**Fragmento del texto:**
---+---

Visitas de la última semana a la página

domingo, septiembre 30, 2012

La puerta

Cuántas noche me dormí esperando el ruido de las llaves, no recuerdo cuántas por lo innúmeras, lo lejanas, esperando el inconfundible sonido de los zapatos de mi padre, los enérgicos pasitos de mi madre, a veces los dos juntos regresando del cine, el llavero saliendo del bolsillo, la llave girando en la cerradura. Cualquiera de esos anticipos valía más que la caricia de un ángel y si los alcanzaba a oír me dormía al instante de alegría, de un suspiro, de lo contrario entraba al sueño inquieto, con el pecho apretado, el Vitorio abandonado a su suerte en la otra cama y todo el peso de la noche sobre nuestra pieza modesta.
Cuántas noches alguien imitó sus pasos y el suspiro se esfumó cuando pasaron de largo.
Esos zapatos de taco de suela de mi padre, que resonaban al chocar contra los muros de las casas de la cuadra, esas tapillas de fierro de mi madre que se clavaban en los ladrillos a la vista no tenían la menor conciencia de su valor, como locos inocentes que transitan por la vida. Y los pies que los calzaban, y las piernas que se alejaban remontándose hacia el resto del cuerpo, a la cabeza, qué podían saber de las ansiedades de un niño sino apenas presentirlas, como yo mismo presentía las acciones de mis padres con un dejo de rencor que se deshacía en amor apenas la llave se incrustaba medio a medio dentro de la cerradura mágica.

---+---

**Material mostrado:**
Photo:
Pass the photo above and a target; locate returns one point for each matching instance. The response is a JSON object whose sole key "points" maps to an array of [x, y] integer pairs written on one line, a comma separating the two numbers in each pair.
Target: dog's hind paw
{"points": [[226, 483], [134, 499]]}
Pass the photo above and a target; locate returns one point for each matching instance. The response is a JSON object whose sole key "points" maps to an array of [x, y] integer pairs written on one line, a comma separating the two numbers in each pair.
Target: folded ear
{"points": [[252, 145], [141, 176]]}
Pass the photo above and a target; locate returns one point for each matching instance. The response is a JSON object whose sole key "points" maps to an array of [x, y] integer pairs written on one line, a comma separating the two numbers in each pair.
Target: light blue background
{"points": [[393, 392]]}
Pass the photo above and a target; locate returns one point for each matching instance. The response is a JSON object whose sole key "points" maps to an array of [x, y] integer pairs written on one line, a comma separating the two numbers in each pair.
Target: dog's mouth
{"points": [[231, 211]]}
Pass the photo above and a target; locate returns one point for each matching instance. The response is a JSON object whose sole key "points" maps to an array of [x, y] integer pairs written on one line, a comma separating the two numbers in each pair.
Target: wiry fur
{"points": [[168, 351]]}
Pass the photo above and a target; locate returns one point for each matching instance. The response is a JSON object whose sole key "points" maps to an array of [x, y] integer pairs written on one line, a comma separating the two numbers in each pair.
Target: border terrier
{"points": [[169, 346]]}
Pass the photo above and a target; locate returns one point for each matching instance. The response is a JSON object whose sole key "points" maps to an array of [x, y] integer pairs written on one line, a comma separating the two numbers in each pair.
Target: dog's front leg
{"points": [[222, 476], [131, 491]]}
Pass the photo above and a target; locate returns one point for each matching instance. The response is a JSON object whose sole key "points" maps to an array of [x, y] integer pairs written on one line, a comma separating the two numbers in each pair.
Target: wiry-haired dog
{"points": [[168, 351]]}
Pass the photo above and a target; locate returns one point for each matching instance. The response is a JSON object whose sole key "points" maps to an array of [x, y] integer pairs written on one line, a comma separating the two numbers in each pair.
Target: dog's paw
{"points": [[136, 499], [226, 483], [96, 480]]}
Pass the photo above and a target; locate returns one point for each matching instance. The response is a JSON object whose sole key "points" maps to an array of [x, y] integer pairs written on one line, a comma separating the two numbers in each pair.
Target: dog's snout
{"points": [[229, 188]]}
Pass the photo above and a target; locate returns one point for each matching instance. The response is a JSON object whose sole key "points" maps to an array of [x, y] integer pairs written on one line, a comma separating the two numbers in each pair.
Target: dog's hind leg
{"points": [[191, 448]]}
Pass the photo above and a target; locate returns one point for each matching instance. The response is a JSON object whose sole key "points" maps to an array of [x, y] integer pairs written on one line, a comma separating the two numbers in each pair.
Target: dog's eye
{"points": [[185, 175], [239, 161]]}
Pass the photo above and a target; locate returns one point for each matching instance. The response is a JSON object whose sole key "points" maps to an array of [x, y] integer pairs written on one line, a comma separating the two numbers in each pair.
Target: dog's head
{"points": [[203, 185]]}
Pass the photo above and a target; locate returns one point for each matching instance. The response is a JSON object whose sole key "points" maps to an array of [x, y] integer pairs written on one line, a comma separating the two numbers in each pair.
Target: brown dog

---+---

**Trabajo requerido:**
En el fragmento del texto, ¿cuáles son los anticipos que se esperaban durante la noche según el párrafo que empieza con «Cuántas noche me dormí»? Cítalos con sus palabras.

**Resultado correcto:**
- el ruido de las llaves
- el inconfundible sonido de los zapatos de mi padre
- los enérgicos pasitos de mi madre
- a veces los dos juntos regresando del cine
- el llavero saliendo del bolsillo
- la llave girando en la cerradura